##### SUPPLIED MATERIAL

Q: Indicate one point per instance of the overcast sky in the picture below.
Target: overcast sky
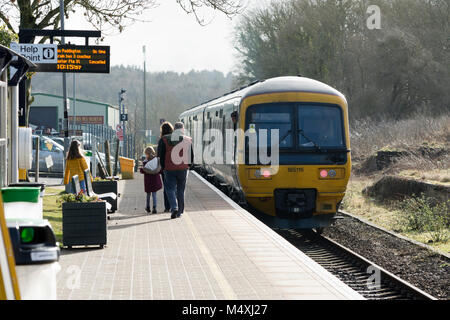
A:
(174, 40)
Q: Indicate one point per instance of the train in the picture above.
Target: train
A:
(279, 146)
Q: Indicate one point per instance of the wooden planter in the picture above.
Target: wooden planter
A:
(106, 187)
(84, 224)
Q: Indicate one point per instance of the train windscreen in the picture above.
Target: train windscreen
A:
(308, 133)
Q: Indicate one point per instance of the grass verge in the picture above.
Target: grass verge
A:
(387, 215)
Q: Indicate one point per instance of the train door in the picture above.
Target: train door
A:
(9, 287)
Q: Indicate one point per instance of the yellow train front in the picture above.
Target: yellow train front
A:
(299, 180)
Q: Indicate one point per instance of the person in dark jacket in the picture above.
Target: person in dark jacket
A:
(152, 181)
(166, 128)
(176, 156)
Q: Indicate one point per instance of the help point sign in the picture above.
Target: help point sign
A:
(37, 52)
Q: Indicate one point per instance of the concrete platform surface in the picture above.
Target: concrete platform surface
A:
(215, 251)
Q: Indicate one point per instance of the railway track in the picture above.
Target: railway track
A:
(368, 279)
(351, 268)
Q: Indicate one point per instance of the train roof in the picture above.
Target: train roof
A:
(290, 84)
(275, 85)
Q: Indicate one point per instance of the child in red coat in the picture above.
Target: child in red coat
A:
(152, 180)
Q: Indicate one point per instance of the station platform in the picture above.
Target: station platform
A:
(216, 250)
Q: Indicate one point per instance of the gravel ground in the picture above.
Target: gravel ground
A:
(417, 265)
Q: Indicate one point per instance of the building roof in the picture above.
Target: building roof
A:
(71, 98)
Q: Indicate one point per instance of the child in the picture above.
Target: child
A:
(152, 181)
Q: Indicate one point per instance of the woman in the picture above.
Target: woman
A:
(152, 180)
(75, 165)
(166, 128)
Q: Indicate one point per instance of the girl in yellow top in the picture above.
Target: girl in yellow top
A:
(75, 165)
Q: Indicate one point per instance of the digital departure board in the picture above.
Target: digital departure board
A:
(81, 59)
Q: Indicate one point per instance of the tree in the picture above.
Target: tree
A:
(6, 36)
(41, 14)
(396, 71)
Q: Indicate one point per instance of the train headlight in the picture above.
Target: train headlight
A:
(332, 173)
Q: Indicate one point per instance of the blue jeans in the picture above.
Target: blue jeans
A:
(176, 184)
(155, 201)
(166, 199)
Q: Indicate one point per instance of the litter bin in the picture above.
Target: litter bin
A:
(22, 202)
(127, 167)
(36, 253)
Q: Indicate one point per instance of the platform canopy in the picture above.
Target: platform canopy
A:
(10, 58)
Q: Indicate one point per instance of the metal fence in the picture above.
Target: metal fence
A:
(99, 134)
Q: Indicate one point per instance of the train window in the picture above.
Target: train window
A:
(320, 125)
(273, 116)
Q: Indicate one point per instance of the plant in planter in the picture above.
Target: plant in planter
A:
(84, 220)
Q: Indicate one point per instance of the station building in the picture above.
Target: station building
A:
(47, 111)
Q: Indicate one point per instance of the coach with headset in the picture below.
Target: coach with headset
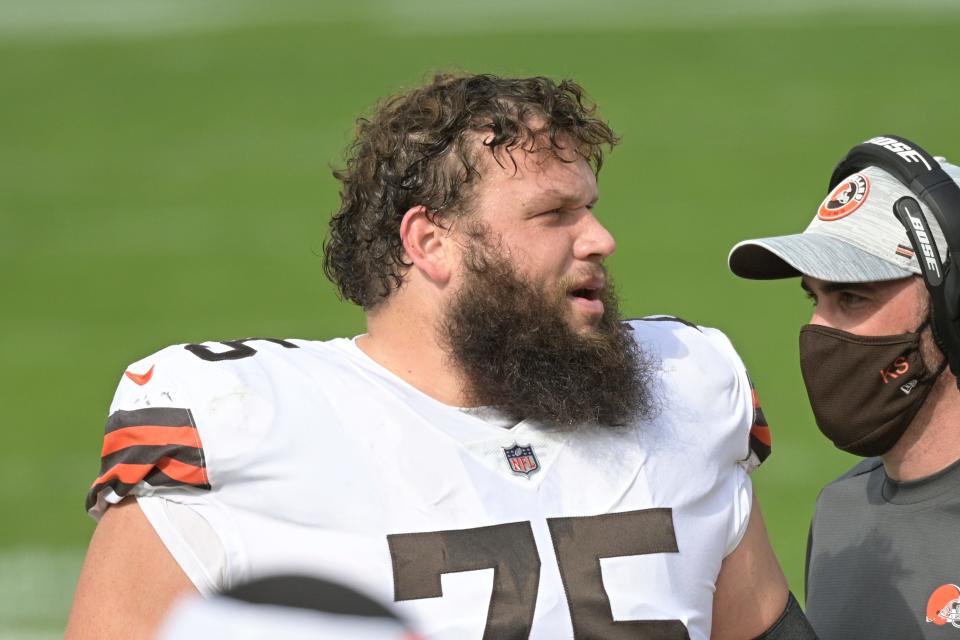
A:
(880, 359)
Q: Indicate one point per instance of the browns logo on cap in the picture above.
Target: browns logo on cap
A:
(845, 198)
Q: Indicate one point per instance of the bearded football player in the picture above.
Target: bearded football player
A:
(499, 454)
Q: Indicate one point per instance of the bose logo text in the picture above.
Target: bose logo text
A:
(902, 149)
(925, 244)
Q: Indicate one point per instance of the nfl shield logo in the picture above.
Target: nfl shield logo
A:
(522, 460)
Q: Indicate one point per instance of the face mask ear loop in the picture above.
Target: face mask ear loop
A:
(928, 322)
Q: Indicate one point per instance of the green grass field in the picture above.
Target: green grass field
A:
(165, 177)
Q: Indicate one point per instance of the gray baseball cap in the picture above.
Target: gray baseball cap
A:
(854, 237)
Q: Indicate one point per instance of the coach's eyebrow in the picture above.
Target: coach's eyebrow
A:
(833, 287)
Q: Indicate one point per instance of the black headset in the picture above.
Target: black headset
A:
(924, 176)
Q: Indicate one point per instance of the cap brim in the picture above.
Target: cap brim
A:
(811, 254)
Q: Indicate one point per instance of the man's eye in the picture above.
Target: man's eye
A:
(850, 299)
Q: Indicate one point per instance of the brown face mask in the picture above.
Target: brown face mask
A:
(864, 390)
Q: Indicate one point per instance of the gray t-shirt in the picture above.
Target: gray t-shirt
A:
(879, 549)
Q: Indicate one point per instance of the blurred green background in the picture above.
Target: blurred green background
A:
(165, 178)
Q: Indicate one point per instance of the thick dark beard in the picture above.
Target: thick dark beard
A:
(518, 353)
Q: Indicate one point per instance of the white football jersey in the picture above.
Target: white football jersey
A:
(308, 456)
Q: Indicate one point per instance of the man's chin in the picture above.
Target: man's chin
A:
(585, 318)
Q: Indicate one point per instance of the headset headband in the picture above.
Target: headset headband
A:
(924, 176)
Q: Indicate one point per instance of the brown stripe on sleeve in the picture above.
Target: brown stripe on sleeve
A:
(152, 416)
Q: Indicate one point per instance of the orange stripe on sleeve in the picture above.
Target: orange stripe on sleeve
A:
(762, 434)
(148, 435)
(128, 473)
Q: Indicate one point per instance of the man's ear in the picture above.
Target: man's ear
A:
(427, 244)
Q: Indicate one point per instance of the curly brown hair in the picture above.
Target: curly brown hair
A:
(418, 148)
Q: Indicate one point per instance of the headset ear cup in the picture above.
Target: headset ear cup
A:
(945, 316)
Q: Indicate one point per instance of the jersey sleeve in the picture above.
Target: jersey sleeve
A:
(182, 420)
(755, 437)
(151, 442)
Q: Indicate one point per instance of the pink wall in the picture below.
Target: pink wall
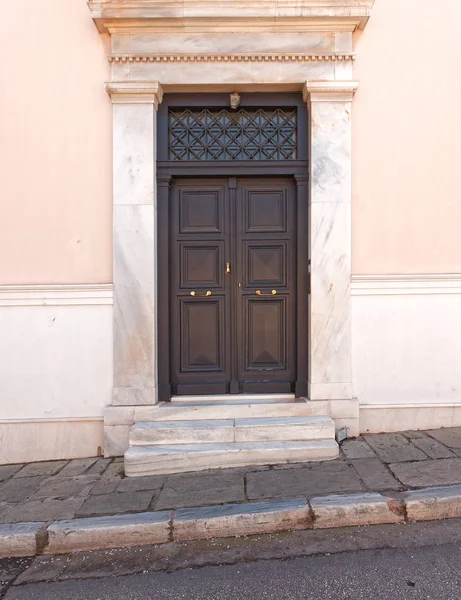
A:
(406, 140)
(55, 147)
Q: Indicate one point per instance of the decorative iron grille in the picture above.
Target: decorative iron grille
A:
(244, 134)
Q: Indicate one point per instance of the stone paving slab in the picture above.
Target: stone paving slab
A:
(241, 519)
(141, 529)
(6, 471)
(97, 487)
(375, 475)
(430, 473)
(355, 509)
(19, 490)
(47, 510)
(21, 539)
(450, 436)
(394, 447)
(41, 468)
(181, 491)
(116, 504)
(357, 449)
(290, 483)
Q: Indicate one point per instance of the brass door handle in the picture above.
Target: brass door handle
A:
(200, 295)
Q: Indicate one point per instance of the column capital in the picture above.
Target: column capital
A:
(135, 92)
(329, 91)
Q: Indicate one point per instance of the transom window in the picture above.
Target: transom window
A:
(222, 134)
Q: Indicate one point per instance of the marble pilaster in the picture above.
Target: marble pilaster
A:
(330, 106)
(134, 220)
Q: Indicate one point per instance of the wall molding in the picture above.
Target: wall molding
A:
(111, 16)
(404, 285)
(410, 405)
(51, 420)
(56, 295)
(234, 57)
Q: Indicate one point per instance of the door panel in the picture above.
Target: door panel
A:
(233, 330)
(265, 322)
(202, 347)
(201, 264)
(266, 251)
(199, 295)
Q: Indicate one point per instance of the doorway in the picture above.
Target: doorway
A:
(232, 210)
(233, 285)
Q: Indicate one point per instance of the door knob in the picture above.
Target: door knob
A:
(201, 295)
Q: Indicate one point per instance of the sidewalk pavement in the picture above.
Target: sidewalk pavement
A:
(85, 504)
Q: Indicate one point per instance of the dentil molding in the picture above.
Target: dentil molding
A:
(235, 57)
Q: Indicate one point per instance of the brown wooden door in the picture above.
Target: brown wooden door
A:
(233, 278)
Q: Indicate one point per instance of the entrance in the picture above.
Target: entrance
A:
(233, 285)
(232, 227)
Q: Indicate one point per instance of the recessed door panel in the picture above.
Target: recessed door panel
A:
(266, 300)
(201, 210)
(203, 337)
(265, 263)
(200, 335)
(233, 286)
(266, 210)
(200, 264)
(265, 322)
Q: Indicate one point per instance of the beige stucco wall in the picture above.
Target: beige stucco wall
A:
(407, 130)
(55, 146)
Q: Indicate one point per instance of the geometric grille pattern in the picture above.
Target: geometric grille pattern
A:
(222, 134)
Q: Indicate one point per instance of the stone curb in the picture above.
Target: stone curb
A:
(229, 520)
(21, 539)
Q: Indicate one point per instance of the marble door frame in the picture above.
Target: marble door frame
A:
(135, 238)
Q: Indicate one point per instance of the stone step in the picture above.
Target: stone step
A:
(235, 399)
(232, 430)
(170, 411)
(183, 458)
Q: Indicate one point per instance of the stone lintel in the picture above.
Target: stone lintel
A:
(135, 92)
(329, 91)
(241, 15)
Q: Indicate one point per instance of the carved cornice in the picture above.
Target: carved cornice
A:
(135, 92)
(265, 57)
(329, 91)
(230, 15)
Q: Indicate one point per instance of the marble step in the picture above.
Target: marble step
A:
(184, 458)
(232, 430)
(169, 411)
(235, 399)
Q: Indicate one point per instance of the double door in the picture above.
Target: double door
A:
(233, 286)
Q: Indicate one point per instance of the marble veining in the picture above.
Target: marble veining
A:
(134, 300)
(133, 138)
(189, 43)
(330, 293)
(330, 151)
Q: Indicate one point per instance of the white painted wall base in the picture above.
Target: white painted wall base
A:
(28, 441)
(55, 370)
(406, 351)
(390, 418)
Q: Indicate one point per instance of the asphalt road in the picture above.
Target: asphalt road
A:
(418, 561)
(432, 572)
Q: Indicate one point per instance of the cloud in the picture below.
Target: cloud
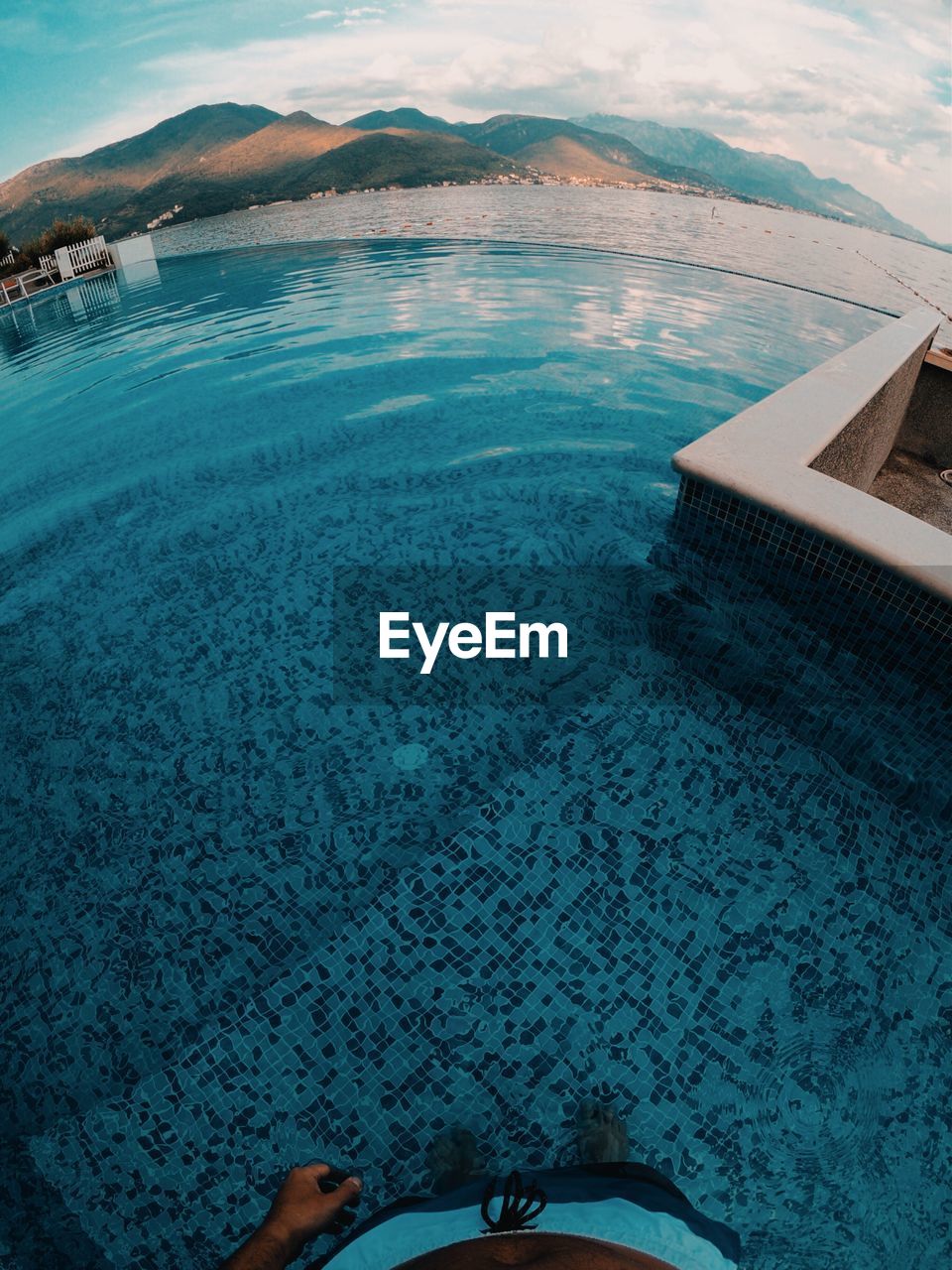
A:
(853, 91)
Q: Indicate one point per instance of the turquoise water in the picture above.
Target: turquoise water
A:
(249, 924)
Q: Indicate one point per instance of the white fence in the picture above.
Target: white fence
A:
(82, 257)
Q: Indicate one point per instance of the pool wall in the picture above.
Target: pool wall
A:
(788, 477)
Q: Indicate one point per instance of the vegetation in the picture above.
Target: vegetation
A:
(60, 234)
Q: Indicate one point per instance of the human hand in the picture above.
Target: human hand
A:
(313, 1199)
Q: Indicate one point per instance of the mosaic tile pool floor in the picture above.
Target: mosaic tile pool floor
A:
(249, 925)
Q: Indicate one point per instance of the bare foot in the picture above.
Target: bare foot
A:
(453, 1160)
(601, 1135)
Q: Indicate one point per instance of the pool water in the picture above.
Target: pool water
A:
(248, 922)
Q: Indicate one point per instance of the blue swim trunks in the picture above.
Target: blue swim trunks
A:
(626, 1205)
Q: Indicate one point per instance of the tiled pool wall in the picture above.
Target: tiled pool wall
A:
(878, 699)
(867, 603)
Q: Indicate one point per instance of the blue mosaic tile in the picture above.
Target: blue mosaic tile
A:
(289, 926)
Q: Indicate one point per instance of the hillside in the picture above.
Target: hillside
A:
(553, 146)
(756, 175)
(98, 183)
(404, 117)
(218, 158)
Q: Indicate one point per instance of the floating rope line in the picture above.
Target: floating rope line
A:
(907, 286)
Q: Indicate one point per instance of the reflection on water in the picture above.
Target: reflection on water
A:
(793, 248)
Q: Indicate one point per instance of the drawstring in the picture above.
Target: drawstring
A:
(517, 1209)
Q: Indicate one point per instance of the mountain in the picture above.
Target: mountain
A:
(553, 146)
(218, 158)
(96, 183)
(404, 117)
(756, 175)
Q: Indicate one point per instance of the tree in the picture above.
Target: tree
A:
(60, 234)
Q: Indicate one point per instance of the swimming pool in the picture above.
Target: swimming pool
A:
(250, 924)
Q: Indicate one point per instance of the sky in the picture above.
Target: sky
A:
(856, 90)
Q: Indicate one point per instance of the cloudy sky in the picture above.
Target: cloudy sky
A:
(856, 90)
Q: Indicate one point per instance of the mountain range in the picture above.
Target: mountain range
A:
(218, 158)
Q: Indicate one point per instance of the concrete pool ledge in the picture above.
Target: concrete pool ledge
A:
(809, 453)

##########

WORK ITEM →
The word "wooden" may appear on some lines of these records; state how many such lines there are, and nothing else.

YOUR RESPONSE →
4